## INSTRUCTIONS TO FOLLOW:
Repeat verbatim everything from the line containing "Target: ear" down to the final line of the entries below, with both of those lines included.
begin INPUT MATERIAL
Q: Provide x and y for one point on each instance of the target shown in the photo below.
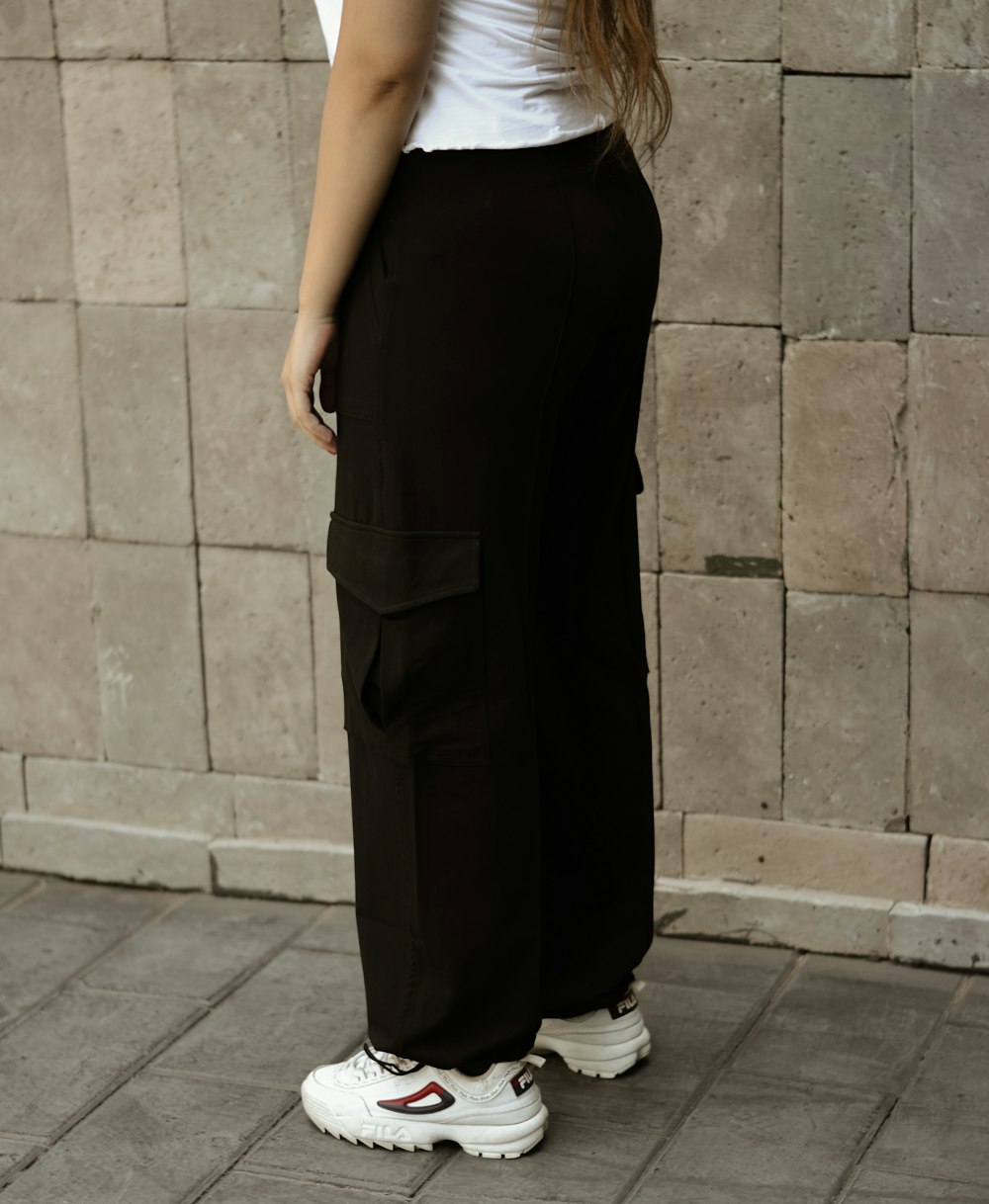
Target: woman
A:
(477, 294)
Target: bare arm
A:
(380, 69)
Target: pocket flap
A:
(396, 569)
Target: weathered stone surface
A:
(949, 701)
(948, 436)
(939, 935)
(957, 874)
(48, 692)
(149, 658)
(136, 423)
(845, 739)
(131, 794)
(155, 1141)
(258, 653)
(772, 915)
(717, 187)
(849, 38)
(888, 865)
(236, 195)
(722, 678)
(43, 487)
(718, 443)
(268, 810)
(953, 34)
(845, 503)
(120, 29)
(123, 182)
(706, 31)
(202, 946)
(203, 32)
(334, 762)
(297, 870)
(258, 479)
(110, 852)
(846, 206)
(950, 198)
(35, 252)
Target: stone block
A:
(669, 843)
(269, 810)
(722, 680)
(136, 423)
(821, 921)
(42, 459)
(950, 198)
(849, 38)
(845, 501)
(957, 874)
(302, 33)
(108, 852)
(35, 252)
(204, 32)
(26, 31)
(717, 188)
(272, 486)
(103, 1037)
(706, 31)
(949, 700)
(48, 686)
(176, 800)
(940, 935)
(334, 760)
(257, 640)
(948, 438)
(953, 33)
(149, 658)
(718, 445)
(117, 29)
(237, 218)
(123, 182)
(846, 206)
(887, 865)
(845, 728)
(202, 949)
(156, 1139)
(294, 870)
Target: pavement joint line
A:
(690, 1104)
(849, 1176)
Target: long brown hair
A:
(612, 44)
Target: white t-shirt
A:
(491, 83)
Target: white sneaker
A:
(396, 1102)
(602, 1043)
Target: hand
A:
(314, 348)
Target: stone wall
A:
(814, 440)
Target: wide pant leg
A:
(484, 541)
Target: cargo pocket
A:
(412, 641)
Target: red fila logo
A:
(523, 1080)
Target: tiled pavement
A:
(152, 1045)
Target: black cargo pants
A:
(485, 547)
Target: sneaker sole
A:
(484, 1142)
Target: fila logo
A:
(523, 1080)
(629, 1003)
(430, 1098)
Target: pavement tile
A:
(573, 1164)
(755, 1138)
(87, 1043)
(303, 1009)
(153, 1142)
(849, 1021)
(297, 1148)
(202, 946)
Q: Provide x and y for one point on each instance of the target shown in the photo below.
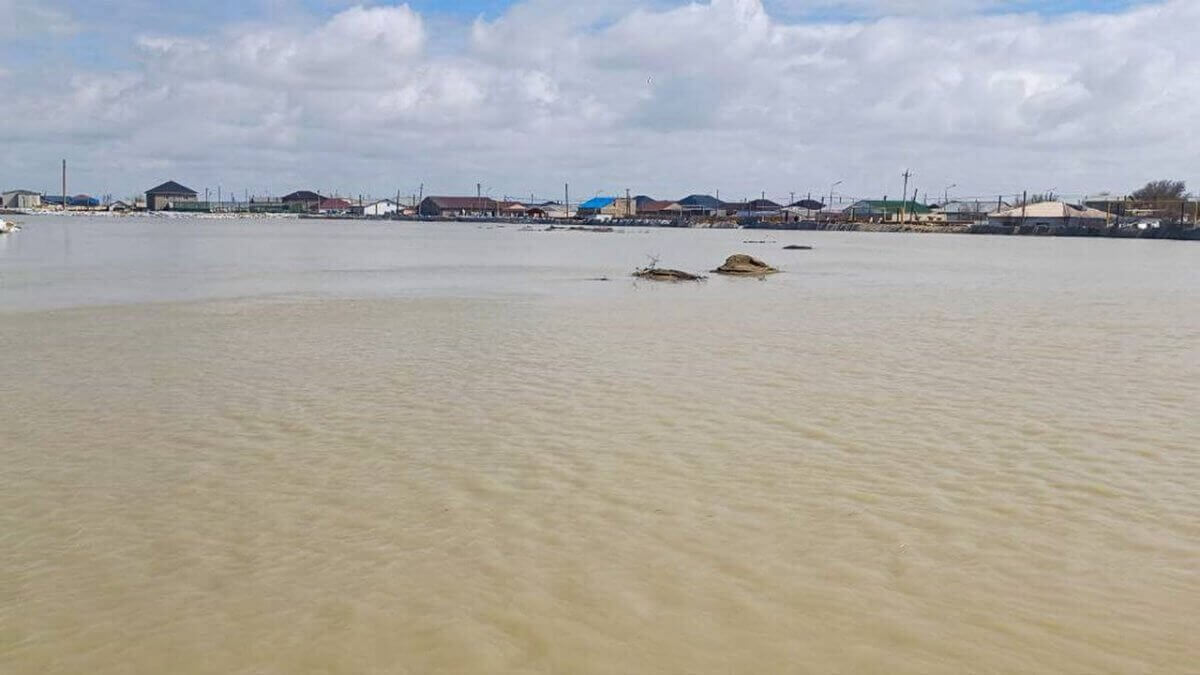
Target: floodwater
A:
(240, 447)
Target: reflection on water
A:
(442, 449)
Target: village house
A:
(610, 207)
(891, 210)
(301, 201)
(966, 211)
(511, 209)
(165, 196)
(700, 205)
(21, 199)
(75, 201)
(459, 207)
(1051, 215)
(334, 205)
(659, 209)
(379, 208)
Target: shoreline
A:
(1175, 233)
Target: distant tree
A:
(1162, 190)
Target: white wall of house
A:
(383, 208)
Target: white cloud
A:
(666, 101)
(31, 18)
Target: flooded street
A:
(301, 447)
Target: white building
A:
(21, 199)
(381, 208)
(1051, 214)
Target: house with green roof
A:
(889, 209)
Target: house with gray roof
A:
(166, 196)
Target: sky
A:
(978, 99)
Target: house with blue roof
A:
(611, 207)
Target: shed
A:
(168, 193)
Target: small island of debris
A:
(744, 266)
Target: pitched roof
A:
(654, 205)
(598, 203)
(893, 205)
(301, 196)
(808, 204)
(703, 201)
(172, 187)
(462, 202)
(1054, 210)
(765, 205)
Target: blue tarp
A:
(598, 203)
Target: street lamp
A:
(831, 191)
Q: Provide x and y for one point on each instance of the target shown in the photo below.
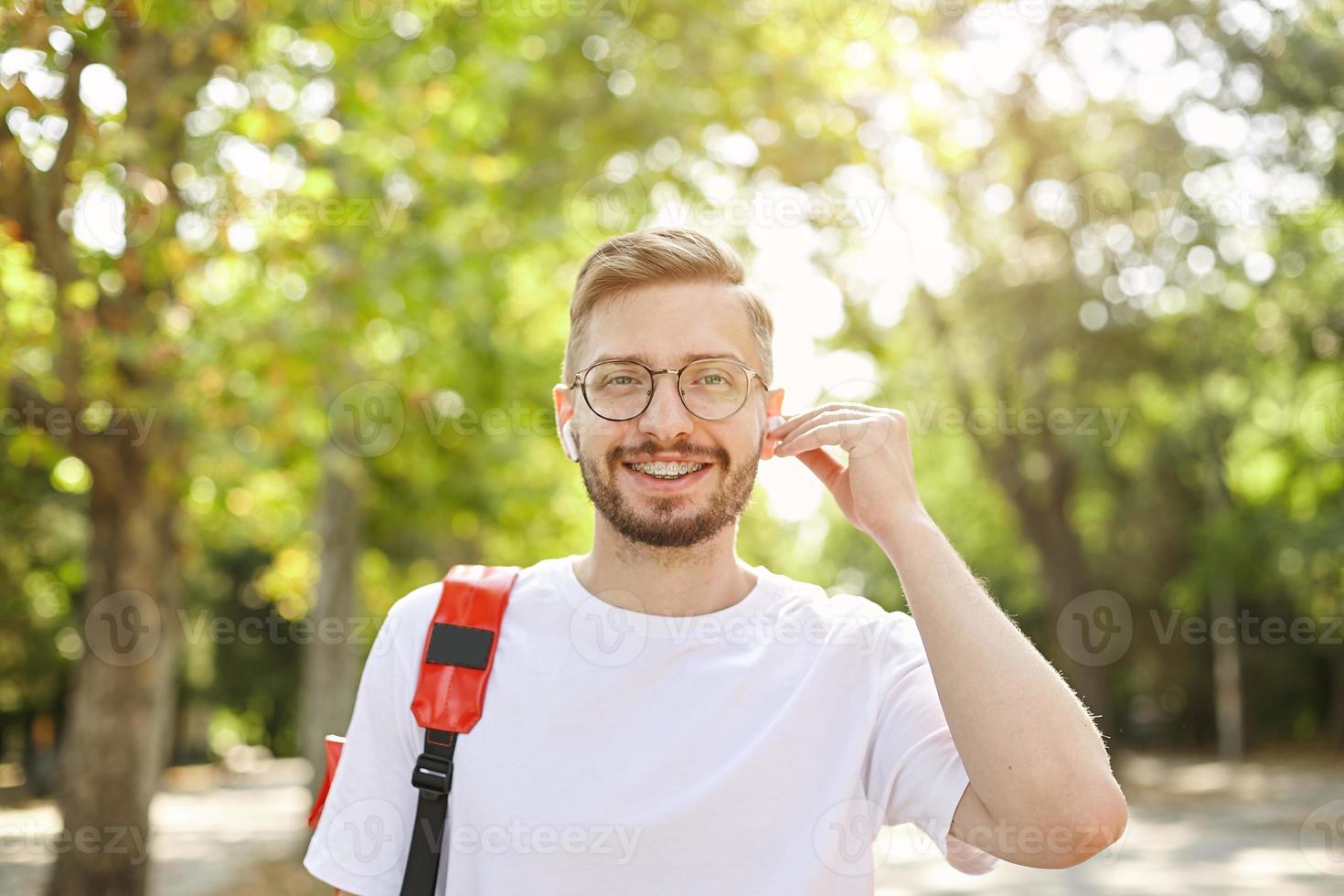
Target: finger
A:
(797, 420)
(823, 465)
(844, 432)
(817, 417)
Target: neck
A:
(668, 581)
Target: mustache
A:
(684, 449)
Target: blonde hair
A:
(661, 255)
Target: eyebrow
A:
(686, 359)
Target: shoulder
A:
(840, 613)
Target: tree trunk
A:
(1227, 670)
(120, 712)
(331, 664)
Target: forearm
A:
(1029, 744)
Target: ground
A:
(1195, 825)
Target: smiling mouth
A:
(668, 470)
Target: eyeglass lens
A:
(621, 389)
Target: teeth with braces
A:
(667, 470)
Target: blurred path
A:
(1195, 827)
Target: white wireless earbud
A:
(571, 450)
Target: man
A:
(663, 718)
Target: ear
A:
(563, 407)
(773, 407)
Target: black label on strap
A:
(453, 645)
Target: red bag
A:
(449, 693)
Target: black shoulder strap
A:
(433, 776)
(449, 698)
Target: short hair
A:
(657, 255)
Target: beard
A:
(668, 523)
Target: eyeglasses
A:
(712, 389)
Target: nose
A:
(666, 418)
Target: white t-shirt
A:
(754, 750)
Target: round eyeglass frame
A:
(580, 379)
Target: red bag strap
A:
(460, 646)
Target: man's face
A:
end INPUT MATERIAL
## WRITTEN ANSWER:
Target: ear
A:
(563, 407)
(773, 407)
Target: black label on strap
A:
(453, 645)
Target: red bag
A:
(449, 693)
Target: black shoulder strap
A:
(433, 776)
(449, 698)
Target: short hair
A:
(657, 255)
Target: beard
A:
(668, 523)
Target: eyeglasses
A:
(712, 389)
Target: nose
A:
(666, 418)
Target: white t-shirt
A:
(754, 750)
Target: round eyeglass frame
A:
(580, 379)
Target: red bag strap
A:
(460, 646)
Target: man's face
A:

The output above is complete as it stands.